Saved entries:
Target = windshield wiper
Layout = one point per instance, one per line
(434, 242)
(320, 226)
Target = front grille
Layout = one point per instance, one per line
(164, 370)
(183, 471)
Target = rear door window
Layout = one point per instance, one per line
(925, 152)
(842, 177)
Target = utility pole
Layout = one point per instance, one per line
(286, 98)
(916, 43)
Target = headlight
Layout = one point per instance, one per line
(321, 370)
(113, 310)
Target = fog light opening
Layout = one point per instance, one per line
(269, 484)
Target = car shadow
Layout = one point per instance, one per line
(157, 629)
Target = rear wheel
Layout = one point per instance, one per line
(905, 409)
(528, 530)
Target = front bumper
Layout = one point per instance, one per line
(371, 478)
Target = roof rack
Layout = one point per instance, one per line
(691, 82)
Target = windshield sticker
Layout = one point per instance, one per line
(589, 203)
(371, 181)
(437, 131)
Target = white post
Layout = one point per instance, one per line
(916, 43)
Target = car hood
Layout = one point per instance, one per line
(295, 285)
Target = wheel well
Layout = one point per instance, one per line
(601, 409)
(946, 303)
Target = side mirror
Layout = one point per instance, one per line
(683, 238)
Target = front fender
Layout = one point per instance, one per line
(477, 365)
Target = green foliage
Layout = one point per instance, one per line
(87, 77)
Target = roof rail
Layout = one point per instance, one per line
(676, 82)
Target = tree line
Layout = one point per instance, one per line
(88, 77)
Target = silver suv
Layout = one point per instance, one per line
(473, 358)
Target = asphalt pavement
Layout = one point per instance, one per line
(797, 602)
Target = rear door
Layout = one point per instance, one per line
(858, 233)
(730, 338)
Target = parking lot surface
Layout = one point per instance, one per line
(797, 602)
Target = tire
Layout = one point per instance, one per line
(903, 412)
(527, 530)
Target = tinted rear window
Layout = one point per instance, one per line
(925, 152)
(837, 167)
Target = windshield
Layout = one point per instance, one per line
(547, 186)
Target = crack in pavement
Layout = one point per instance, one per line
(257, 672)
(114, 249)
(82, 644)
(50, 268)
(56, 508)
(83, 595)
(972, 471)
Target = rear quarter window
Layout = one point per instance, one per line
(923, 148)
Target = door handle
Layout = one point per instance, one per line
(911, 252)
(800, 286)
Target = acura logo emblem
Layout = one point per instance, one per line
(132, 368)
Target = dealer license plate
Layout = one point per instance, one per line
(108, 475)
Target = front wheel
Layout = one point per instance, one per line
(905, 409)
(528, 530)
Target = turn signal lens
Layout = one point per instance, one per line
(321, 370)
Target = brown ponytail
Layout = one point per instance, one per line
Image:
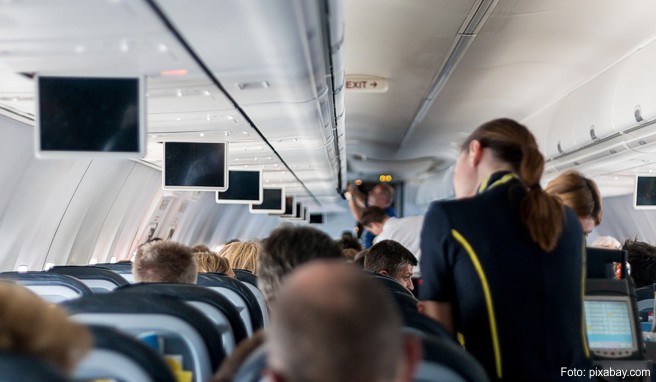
(511, 142)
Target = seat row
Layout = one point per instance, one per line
(200, 323)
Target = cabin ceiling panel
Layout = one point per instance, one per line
(530, 54)
(259, 50)
(405, 42)
(118, 36)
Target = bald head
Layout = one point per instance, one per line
(382, 196)
(332, 323)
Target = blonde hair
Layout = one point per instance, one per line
(242, 255)
(29, 325)
(165, 261)
(579, 193)
(211, 262)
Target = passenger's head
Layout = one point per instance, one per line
(287, 248)
(358, 260)
(242, 254)
(373, 219)
(606, 242)
(200, 248)
(390, 258)
(504, 144)
(580, 194)
(382, 195)
(211, 262)
(165, 262)
(642, 257)
(29, 325)
(349, 242)
(345, 321)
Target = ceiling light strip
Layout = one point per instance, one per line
(169, 25)
(329, 69)
(468, 31)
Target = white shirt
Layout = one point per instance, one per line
(407, 232)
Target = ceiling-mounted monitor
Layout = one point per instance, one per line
(298, 212)
(316, 218)
(290, 207)
(97, 116)
(245, 187)
(199, 166)
(273, 202)
(644, 194)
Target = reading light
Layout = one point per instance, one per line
(173, 72)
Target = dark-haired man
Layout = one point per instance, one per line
(390, 258)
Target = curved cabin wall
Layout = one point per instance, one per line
(607, 102)
(69, 211)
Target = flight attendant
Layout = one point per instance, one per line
(503, 263)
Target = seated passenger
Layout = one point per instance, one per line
(580, 194)
(165, 262)
(330, 323)
(211, 262)
(382, 196)
(242, 254)
(30, 326)
(642, 258)
(287, 248)
(390, 258)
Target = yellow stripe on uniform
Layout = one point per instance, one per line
(583, 325)
(502, 180)
(486, 292)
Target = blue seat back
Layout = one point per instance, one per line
(52, 287)
(25, 368)
(184, 329)
(250, 280)
(239, 295)
(99, 280)
(124, 269)
(214, 305)
(445, 361)
(118, 356)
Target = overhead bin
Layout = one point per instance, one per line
(636, 89)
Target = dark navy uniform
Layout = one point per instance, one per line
(520, 309)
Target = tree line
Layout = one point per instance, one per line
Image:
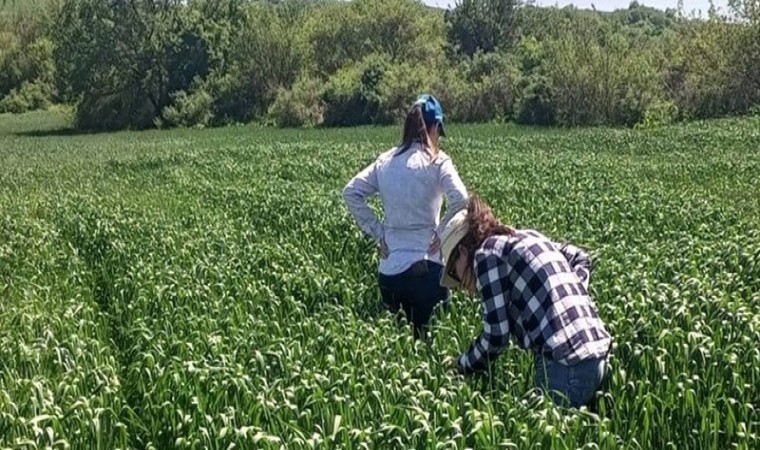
(147, 63)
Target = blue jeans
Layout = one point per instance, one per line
(416, 291)
(574, 385)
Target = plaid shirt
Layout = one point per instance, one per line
(536, 291)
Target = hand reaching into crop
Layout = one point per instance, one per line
(435, 244)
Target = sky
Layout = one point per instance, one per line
(609, 5)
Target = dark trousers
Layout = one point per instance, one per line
(416, 291)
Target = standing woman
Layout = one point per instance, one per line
(532, 290)
(412, 180)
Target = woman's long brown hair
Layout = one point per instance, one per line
(481, 224)
(415, 130)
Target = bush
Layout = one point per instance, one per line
(355, 95)
(129, 108)
(534, 104)
(194, 110)
(28, 97)
(659, 113)
(299, 106)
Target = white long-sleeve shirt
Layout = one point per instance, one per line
(411, 188)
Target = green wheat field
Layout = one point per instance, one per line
(208, 289)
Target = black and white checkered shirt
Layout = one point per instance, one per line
(535, 291)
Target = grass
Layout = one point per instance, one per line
(204, 288)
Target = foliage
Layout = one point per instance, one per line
(126, 64)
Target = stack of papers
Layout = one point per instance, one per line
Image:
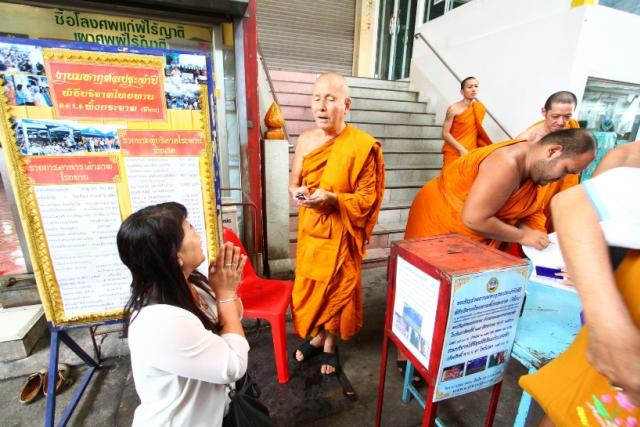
(546, 263)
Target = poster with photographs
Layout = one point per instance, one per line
(481, 329)
(92, 135)
(185, 77)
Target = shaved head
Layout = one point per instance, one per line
(330, 102)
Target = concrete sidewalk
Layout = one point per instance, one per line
(307, 399)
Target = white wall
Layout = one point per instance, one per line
(522, 51)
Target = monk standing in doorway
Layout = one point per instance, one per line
(337, 179)
(462, 129)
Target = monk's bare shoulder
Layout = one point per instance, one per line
(455, 109)
(532, 134)
(504, 166)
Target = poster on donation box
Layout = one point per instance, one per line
(414, 309)
(91, 134)
(481, 329)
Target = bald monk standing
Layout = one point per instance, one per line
(462, 129)
(337, 179)
(490, 195)
(557, 112)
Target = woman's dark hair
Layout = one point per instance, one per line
(148, 244)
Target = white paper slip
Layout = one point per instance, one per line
(549, 257)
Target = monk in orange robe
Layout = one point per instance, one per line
(596, 381)
(557, 112)
(337, 179)
(490, 195)
(462, 129)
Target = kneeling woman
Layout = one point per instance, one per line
(185, 335)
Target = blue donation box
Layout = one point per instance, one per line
(456, 305)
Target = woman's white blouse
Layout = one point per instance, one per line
(180, 369)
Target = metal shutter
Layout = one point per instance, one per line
(307, 35)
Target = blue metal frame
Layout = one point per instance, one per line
(59, 333)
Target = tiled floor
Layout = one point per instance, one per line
(11, 259)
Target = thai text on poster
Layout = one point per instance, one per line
(414, 309)
(481, 328)
(99, 91)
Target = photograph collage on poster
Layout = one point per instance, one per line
(58, 137)
(23, 72)
(185, 75)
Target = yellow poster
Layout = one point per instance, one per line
(78, 172)
(59, 24)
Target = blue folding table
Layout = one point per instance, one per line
(549, 323)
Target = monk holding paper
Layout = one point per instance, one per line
(337, 178)
(462, 129)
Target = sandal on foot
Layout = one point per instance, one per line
(416, 381)
(63, 378)
(331, 359)
(308, 350)
(31, 388)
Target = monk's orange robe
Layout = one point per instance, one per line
(546, 192)
(467, 130)
(327, 293)
(574, 405)
(437, 209)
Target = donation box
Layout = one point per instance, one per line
(453, 307)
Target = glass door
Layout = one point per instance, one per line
(395, 38)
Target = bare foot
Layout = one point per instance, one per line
(317, 341)
(329, 347)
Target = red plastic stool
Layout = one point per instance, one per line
(266, 299)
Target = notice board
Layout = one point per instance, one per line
(91, 134)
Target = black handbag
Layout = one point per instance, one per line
(245, 409)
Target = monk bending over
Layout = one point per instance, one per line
(490, 195)
(557, 112)
(337, 179)
(462, 129)
(596, 381)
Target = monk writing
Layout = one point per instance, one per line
(596, 381)
(490, 195)
(337, 179)
(557, 112)
(462, 129)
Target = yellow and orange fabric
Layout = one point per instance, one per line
(467, 130)
(327, 294)
(591, 400)
(437, 209)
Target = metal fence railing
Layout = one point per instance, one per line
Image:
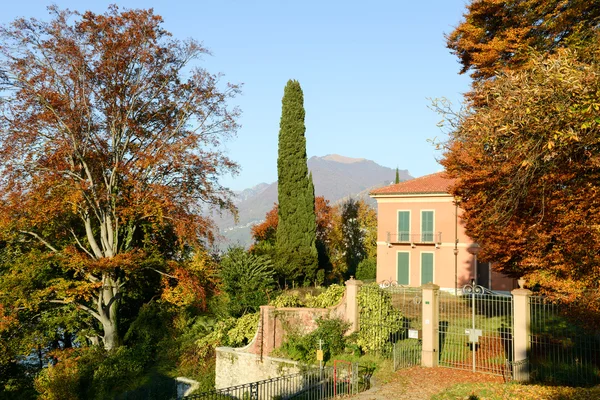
(314, 384)
(391, 326)
(475, 331)
(563, 349)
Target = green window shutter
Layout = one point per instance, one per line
(403, 226)
(426, 268)
(427, 226)
(403, 268)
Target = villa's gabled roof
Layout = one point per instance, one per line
(437, 183)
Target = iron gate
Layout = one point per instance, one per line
(475, 330)
(395, 323)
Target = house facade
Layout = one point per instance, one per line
(421, 238)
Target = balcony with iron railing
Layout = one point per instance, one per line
(424, 238)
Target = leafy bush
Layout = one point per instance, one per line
(247, 280)
(367, 269)
(286, 299)
(93, 373)
(243, 331)
(304, 347)
(378, 318)
(329, 298)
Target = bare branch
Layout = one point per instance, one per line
(38, 237)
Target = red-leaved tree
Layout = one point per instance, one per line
(109, 148)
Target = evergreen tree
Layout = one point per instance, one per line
(296, 231)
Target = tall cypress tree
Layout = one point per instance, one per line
(296, 230)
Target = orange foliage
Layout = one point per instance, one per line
(266, 230)
(191, 283)
(109, 137)
(526, 158)
(497, 35)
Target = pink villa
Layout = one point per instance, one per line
(421, 238)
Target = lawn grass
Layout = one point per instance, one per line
(501, 391)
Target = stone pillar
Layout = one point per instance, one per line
(521, 332)
(431, 320)
(352, 288)
(268, 335)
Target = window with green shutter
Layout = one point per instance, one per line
(426, 268)
(426, 226)
(403, 226)
(403, 268)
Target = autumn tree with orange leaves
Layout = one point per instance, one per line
(109, 152)
(527, 157)
(499, 35)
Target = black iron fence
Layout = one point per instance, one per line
(563, 349)
(343, 379)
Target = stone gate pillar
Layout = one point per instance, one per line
(521, 332)
(352, 288)
(431, 321)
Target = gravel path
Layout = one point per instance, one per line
(419, 383)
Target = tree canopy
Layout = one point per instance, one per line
(496, 35)
(526, 153)
(109, 152)
(296, 231)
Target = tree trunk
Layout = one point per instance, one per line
(108, 303)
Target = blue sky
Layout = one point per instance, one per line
(367, 69)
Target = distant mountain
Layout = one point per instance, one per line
(335, 177)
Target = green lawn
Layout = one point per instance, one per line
(502, 391)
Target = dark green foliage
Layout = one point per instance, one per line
(247, 280)
(304, 347)
(296, 233)
(367, 269)
(353, 236)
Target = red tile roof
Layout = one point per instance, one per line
(428, 184)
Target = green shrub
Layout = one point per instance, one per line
(329, 298)
(243, 331)
(378, 318)
(304, 348)
(286, 299)
(367, 269)
(247, 280)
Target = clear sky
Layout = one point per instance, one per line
(367, 69)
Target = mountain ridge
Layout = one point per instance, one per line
(335, 177)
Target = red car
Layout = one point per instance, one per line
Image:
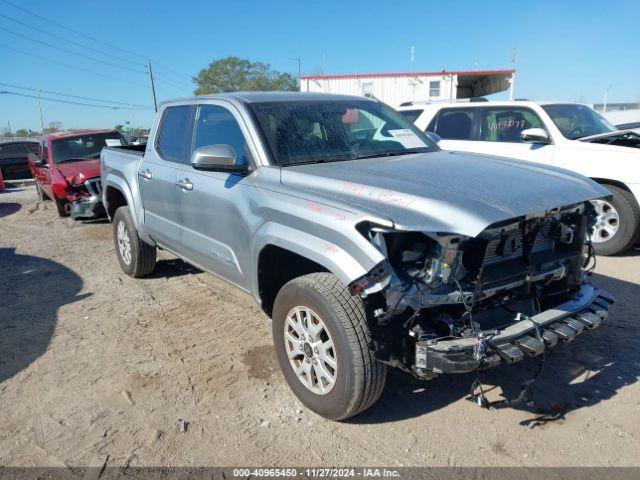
(66, 169)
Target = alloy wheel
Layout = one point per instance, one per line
(310, 349)
(607, 221)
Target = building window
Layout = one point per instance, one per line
(434, 88)
(367, 89)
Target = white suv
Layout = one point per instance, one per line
(566, 135)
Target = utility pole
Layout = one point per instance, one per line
(153, 87)
(606, 94)
(299, 60)
(40, 109)
(514, 59)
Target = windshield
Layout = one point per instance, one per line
(330, 131)
(577, 121)
(84, 147)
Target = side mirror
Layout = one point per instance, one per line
(37, 161)
(217, 158)
(434, 137)
(535, 135)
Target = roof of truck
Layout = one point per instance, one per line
(251, 97)
(477, 104)
(75, 133)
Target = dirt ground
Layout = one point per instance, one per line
(98, 367)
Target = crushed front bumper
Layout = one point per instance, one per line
(528, 337)
(87, 207)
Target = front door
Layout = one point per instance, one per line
(158, 174)
(214, 204)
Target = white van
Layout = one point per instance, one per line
(566, 135)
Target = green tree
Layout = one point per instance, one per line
(233, 74)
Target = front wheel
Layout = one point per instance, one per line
(136, 258)
(617, 226)
(322, 341)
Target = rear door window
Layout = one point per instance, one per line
(504, 124)
(454, 124)
(217, 125)
(411, 115)
(176, 129)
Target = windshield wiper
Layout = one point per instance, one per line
(359, 156)
(77, 159)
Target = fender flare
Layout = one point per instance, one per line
(136, 209)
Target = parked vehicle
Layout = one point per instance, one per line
(367, 245)
(565, 135)
(66, 168)
(13, 159)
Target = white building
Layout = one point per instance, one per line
(396, 88)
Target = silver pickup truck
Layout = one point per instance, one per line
(367, 245)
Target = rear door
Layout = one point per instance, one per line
(214, 204)
(158, 174)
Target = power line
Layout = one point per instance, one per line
(20, 87)
(169, 82)
(88, 57)
(64, 39)
(94, 39)
(181, 75)
(6, 92)
(74, 67)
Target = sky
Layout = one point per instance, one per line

Task objective – Select every line above that contains the word "brown", and copy it.

Reply –
Target = brown ponytail
Target = woman's long brown hair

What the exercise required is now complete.